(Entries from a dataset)

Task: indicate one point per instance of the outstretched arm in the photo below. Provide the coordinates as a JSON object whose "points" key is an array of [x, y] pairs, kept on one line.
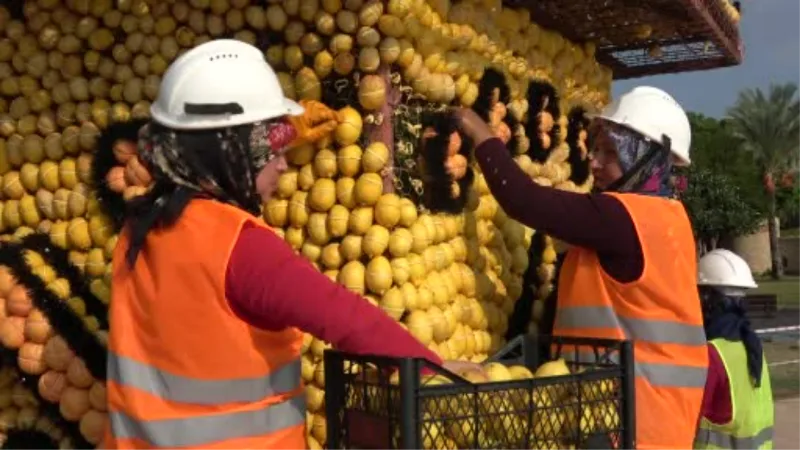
{"points": [[271, 288], [595, 221]]}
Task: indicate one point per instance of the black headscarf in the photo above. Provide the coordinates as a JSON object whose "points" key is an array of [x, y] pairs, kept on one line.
{"points": [[221, 164], [724, 318]]}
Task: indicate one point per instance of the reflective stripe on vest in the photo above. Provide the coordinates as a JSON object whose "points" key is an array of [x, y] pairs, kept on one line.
{"points": [[181, 389], [208, 429], [655, 331], [726, 441]]}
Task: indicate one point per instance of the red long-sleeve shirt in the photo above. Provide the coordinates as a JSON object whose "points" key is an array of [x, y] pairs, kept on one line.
{"points": [[270, 287]]}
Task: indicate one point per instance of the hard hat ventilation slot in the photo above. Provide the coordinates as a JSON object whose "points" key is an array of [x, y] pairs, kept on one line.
{"points": [[223, 56], [212, 109]]}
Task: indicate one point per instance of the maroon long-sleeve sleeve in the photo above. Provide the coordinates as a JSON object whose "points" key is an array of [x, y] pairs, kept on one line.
{"points": [[717, 406], [271, 288], [594, 221]]}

- [Prompt]
Could you reproduce every line of these entries, requests included, but scale each point coordinate in the answers by 0.8, rounded to whole numbers with halves going up? Leave the picture lines out.

- [The response]
Task: indicate one point per instance of the outstretched arm in the photo below. Provide the coordinates as a JSON object whose "points" key is an array of [x, y] pairs, kept on one line.
{"points": [[217, 230], [476, 177]]}
Task: indicate one point per instance of the black headscarf in the photo above. Provide the coordinates as a JSON object whose "points" key is an array of [x, y] pairs, kept on one line.
{"points": [[177, 131], [579, 254]]}
Task: indicate one point per instance of the reflective stripe on vest in the photo above. Provide the coordinates as a JSON object whose "points" key is an array of [x, y] pairs, kept on one line.
{"points": [[145, 311], [166, 343], [524, 265], [581, 353]]}
Task: indicate one point per instance of the red long-sleeve shirt in the photo above. Provide the coordinates as a JSON object whose "points" key is an array of [x, y] pairs, kept on one line.
{"points": [[216, 230]]}
Task: indicate one point per instance of the hard hat ventilation slot in the photo above. Provide the coordinates as a JSON object whose "points" key is an array of [x, y] pairs, kept on one line.
{"points": [[178, 45], [170, 87]]}
Task: indicate one point per instance of the maroon long-sleeve sleeve in the photo above. Provide the coordinates as a JSON object whose "points" key is an array of [x, y] pairs, kept on one line.
{"points": [[574, 325], [217, 230], [475, 177]]}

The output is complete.